* _引用原文_
------------------------
跳转至

zstd用法

zstd 压缩工具

github 地址: https://github.com/facebook/zstd

表示 zstd 和 其他几项压缩工具的对比, 其中, zstd 压缩率最高, 压缩和解压时间靠前时间

压缩工具 压缩率 压缩速度 解压速度
zstd 1.5.1 -1 2.887 530 MB/s 1700 MB/s
zlib 1.2.11 -1 2.743 95 MB/s 400 MB/s
brotli 1.0.9 -0 2.702 395 MB/s 450 MB/s
zstd 1.5.1 --fast=1 2.437 600 MB/s 2150 MB/s
zstd 1.5.1 --fast=3 2.239 670 MB/s 2250 MB/s
quicklz 1.5.0 -1 2.238 540 MB/s 760 MB/s
zstd 1.5.1 --fast=4 2.148 710 MB/s 2300 MB/s
lzo1x 2.10 -1 2.106 660 MB/s 845 MB/s
lz4 1.9.3 2.101 740 MB/s 4500 MB/s
lzf 3.6 -1 2.077 410 MB/s 830 MB/s
snappy 1.1.9 2.073 550 MB/s 1750 MB/s

zstd 用法

1、以下操作均在 zstd 版本为 1.5.1 下进行, 其余版本可能会有所出入

[root@cmzhu ~]# zstd --version
*** zstd command line interface 64-bits v1.5.1, by Yann Collet ***

2、 压缩命令相关配置

[root@cmzhu ~]# zstd --help
*** zstd command line interface 64-bits v1.5.1, by Yann Collet ***
Usage :
      zstd [args] [FILE(s)] [-o file]

FILE    : a filename
          with no FILE, or when FILE is - , read standard input
Arguments :
 -#     : # compression level (1-19, default: 3)
------------------------
* _任务要求_
把 zstd 用法原文中从"[root@cmzhu ~]# zstd --version"开始、到"(1-19, default: 3)"结束的部分重写一遍，并用"标准输入"替换其中的"standard input"。 这些条目与此事无关。

[物体轮廓标注]
------------------------
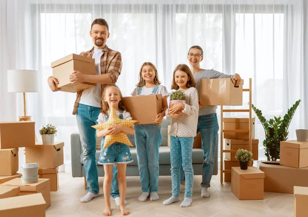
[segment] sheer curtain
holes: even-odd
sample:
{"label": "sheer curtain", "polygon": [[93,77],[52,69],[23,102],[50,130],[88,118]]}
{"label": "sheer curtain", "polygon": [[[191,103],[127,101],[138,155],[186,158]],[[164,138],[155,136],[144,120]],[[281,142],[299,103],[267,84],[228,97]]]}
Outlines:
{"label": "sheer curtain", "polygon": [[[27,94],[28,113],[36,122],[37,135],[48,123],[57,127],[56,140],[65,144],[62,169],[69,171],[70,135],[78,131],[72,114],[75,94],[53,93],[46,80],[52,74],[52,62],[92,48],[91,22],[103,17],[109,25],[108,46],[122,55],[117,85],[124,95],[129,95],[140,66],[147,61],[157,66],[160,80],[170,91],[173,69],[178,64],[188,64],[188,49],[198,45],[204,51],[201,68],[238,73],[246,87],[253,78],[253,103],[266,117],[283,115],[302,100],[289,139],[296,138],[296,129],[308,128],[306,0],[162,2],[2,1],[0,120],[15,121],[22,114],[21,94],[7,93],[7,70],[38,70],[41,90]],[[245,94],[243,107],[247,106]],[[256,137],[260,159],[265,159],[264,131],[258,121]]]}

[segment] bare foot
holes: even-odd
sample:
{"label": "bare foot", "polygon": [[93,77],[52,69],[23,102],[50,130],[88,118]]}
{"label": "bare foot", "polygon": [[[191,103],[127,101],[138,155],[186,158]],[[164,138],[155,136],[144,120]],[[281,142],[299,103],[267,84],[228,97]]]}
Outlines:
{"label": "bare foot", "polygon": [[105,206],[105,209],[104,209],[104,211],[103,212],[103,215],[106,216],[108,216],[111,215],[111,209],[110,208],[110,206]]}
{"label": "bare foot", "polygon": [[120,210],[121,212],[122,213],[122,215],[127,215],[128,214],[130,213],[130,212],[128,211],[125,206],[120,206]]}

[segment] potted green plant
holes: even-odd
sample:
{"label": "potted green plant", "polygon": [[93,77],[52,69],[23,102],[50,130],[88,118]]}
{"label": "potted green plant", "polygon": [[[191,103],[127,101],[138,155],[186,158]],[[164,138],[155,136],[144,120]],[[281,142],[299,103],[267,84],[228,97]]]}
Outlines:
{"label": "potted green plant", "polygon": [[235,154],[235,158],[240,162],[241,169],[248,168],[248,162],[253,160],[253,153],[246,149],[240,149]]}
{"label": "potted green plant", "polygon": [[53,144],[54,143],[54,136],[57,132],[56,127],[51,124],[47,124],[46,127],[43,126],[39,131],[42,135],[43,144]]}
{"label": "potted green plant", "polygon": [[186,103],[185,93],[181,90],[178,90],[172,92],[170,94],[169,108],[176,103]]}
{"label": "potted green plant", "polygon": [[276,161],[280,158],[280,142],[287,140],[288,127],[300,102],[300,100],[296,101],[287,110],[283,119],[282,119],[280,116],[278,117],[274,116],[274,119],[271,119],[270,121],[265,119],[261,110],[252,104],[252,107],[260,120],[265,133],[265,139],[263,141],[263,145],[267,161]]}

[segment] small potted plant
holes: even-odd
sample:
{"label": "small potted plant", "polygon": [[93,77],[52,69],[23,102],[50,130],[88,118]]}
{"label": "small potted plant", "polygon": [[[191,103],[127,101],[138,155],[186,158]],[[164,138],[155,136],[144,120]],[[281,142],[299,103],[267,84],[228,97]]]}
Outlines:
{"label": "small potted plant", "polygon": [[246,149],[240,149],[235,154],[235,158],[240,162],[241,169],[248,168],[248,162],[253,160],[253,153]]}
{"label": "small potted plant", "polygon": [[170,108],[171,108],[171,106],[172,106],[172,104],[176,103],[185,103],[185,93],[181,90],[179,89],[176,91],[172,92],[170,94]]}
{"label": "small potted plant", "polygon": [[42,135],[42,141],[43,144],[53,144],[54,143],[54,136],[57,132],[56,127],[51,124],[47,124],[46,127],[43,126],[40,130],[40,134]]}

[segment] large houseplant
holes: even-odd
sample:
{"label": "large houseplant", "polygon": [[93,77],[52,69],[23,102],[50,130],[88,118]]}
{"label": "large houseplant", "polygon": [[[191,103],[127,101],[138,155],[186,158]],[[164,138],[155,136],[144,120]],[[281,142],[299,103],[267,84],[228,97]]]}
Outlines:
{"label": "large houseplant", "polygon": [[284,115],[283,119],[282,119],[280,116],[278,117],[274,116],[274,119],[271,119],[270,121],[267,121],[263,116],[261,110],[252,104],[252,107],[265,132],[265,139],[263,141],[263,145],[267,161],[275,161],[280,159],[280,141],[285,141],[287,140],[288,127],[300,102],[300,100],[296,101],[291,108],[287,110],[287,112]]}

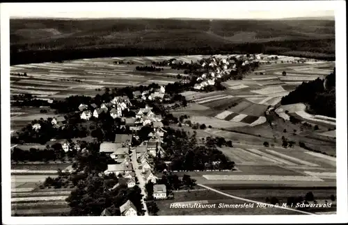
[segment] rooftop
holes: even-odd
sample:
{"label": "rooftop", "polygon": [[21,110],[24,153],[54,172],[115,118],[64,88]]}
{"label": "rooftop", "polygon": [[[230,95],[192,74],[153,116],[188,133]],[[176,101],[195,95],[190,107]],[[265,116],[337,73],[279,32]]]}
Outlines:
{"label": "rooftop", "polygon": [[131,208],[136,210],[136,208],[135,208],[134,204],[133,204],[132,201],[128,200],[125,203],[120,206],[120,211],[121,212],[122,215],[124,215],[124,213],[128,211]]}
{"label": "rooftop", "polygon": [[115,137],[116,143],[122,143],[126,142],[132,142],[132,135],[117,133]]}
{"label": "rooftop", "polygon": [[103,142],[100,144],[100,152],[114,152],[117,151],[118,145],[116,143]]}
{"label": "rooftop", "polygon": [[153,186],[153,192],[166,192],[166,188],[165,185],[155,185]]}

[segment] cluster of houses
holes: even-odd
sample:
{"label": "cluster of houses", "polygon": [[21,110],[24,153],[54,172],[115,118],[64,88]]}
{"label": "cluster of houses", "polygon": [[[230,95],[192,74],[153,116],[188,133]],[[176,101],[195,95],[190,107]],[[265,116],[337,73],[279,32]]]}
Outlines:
------------------------
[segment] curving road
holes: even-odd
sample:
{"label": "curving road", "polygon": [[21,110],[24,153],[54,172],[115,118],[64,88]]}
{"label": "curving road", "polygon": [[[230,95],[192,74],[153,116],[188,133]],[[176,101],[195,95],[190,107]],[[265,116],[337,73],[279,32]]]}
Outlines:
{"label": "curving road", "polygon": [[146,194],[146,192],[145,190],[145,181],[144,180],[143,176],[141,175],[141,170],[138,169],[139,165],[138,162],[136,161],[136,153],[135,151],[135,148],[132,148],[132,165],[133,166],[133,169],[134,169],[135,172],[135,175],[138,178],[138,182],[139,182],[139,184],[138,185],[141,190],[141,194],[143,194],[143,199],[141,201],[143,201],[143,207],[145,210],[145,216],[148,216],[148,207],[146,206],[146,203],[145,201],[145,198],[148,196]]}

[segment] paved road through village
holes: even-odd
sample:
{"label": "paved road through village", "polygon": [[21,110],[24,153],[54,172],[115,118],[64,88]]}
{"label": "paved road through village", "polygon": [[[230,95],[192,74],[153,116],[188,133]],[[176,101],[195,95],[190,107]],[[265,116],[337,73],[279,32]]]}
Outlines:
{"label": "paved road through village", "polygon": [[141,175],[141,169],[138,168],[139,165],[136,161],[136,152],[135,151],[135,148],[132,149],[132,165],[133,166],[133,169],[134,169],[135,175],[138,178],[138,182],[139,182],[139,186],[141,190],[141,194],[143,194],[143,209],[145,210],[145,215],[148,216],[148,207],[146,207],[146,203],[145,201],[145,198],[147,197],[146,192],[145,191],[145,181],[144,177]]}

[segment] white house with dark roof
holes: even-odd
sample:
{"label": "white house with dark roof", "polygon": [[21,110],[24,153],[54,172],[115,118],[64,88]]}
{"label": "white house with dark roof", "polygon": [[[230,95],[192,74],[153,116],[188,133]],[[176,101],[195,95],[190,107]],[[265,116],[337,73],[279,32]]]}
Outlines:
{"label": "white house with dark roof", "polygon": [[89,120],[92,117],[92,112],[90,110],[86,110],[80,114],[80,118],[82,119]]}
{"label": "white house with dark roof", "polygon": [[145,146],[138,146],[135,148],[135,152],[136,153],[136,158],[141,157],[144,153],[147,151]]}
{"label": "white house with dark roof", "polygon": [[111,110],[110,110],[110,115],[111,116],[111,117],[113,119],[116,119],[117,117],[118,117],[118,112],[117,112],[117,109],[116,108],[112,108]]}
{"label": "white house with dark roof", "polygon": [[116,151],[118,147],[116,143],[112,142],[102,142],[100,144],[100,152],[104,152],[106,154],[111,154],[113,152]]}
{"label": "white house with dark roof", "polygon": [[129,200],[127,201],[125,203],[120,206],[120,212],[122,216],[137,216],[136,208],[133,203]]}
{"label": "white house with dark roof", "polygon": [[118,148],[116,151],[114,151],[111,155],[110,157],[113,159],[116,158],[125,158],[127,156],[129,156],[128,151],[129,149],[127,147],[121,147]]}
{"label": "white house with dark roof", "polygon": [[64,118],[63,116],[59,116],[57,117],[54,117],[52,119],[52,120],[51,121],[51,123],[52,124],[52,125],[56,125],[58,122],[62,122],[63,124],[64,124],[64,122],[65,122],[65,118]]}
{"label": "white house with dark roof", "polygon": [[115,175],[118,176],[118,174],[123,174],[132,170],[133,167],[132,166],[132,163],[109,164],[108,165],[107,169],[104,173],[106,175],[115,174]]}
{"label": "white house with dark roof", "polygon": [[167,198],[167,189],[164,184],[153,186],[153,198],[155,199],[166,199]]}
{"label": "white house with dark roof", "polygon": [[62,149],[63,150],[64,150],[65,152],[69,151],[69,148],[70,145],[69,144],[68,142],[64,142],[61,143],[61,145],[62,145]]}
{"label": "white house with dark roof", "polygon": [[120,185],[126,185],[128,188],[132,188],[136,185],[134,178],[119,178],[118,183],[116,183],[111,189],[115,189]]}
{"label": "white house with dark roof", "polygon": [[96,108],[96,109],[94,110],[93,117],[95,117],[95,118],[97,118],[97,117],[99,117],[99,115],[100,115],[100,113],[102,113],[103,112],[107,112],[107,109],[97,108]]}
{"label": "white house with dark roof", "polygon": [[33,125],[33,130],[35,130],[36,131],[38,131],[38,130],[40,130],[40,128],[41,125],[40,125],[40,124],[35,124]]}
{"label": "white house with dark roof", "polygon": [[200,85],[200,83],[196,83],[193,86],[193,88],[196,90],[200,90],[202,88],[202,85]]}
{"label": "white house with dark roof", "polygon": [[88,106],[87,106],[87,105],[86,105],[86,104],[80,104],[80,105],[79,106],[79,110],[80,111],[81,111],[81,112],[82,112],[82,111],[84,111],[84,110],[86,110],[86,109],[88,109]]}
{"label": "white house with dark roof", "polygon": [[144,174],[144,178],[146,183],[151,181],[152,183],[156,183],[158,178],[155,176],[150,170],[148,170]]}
------------------------
* _书面回答_
[root@cmzhu ~]# zstd --version
*** zstd command line interface 64-bits v1.5.1, by Yann Collet ***

2、 压缩命令相关配置

[root@cmzhu ~]# zstd --help
*** zstd command line interface 64-bits v1.5.1, by Yann Collet ***
Usage :
      zstd [args] [FILE(s)] [-o file]

FILE    : a filename
          with no FILE, or when FILE is - , read 标准输入
Arguments :
 -#     : # compression level (1-19, default: 3)